## RECORDS SHOWN
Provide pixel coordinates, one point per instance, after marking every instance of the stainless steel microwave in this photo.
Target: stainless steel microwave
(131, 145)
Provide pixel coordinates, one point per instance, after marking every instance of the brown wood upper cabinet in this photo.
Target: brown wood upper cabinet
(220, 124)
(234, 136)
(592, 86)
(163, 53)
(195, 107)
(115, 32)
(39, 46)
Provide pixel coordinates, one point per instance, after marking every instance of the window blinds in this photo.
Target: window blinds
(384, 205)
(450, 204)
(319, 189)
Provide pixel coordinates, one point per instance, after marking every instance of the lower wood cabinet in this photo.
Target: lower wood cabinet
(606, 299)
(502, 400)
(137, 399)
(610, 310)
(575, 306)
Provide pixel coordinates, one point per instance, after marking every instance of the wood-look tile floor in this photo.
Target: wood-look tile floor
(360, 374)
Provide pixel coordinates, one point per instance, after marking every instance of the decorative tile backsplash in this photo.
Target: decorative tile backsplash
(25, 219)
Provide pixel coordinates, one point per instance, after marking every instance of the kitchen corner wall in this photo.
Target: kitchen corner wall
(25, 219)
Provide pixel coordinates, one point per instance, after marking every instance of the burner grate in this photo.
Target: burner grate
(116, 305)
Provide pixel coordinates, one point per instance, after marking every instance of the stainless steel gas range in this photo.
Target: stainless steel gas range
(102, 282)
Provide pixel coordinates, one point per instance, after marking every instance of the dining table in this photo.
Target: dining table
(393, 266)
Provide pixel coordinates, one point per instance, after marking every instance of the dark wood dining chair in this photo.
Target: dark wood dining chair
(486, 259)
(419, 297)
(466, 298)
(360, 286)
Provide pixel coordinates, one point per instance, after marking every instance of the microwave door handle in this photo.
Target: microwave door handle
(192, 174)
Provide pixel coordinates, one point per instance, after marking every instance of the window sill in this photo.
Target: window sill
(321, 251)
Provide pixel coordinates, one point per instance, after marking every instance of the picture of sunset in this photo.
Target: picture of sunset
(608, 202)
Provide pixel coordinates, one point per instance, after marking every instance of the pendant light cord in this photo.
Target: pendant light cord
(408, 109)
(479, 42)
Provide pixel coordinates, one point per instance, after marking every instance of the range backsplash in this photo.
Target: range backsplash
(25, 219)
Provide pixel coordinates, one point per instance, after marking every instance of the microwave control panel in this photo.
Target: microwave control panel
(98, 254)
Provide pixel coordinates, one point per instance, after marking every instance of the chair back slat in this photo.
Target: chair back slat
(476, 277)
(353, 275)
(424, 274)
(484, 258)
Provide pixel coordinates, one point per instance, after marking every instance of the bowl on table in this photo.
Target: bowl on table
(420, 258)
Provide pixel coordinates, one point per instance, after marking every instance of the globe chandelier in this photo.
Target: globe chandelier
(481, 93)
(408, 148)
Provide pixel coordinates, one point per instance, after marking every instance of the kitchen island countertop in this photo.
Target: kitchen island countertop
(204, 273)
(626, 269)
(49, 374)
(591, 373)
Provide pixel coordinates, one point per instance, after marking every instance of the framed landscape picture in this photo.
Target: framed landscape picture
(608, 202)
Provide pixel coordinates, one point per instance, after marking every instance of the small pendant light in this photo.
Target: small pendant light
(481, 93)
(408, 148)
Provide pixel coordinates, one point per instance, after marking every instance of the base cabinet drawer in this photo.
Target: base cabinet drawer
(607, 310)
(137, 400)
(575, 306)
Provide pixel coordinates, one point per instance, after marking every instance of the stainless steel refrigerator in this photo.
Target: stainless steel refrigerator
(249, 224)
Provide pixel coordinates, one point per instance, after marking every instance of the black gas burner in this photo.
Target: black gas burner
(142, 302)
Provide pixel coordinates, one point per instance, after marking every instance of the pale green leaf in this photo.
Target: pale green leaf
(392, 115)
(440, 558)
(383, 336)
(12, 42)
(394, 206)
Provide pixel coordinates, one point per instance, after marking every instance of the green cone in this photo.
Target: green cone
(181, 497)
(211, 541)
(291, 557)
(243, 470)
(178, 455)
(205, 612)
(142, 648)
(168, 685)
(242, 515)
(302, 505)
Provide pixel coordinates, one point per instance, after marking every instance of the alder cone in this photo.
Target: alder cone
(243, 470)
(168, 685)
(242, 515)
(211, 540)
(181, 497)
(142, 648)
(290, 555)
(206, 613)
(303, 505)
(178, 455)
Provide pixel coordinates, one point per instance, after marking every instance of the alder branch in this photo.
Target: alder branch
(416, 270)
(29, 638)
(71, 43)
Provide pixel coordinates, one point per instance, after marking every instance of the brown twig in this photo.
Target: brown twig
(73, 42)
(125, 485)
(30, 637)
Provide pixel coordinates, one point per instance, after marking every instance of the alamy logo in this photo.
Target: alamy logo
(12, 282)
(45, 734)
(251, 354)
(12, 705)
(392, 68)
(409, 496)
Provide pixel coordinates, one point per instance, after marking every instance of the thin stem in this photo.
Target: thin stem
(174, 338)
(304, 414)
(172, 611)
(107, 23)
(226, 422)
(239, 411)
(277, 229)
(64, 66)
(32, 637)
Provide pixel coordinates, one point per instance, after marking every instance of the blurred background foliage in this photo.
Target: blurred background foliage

## WRITTEN EXERCISE
Give again only the lines starting at the one that contains "logo in this photo." and running to the end of the data.

## FINAL ANSWER
Provide pixel coordinates, one point per instance, after marking every instance of the alamy logo in this photo.
Target: alamy logo
(12, 282)
(45, 734)
(251, 354)
(12, 705)
(392, 68)
(409, 496)
Provide pixel coordinates, one point per instance, after marking every instance of the thin stem in this photo.
Target: thin stem
(174, 338)
(304, 414)
(172, 611)
(107, 23)
(226, 422)
(239, 411)
(277, 229)
(64, 66)
(32, 637)
Provide pixel coordinates, one point per instance, after marking every instance of the blurred background foliage in this photo.
Target: blurred background foliage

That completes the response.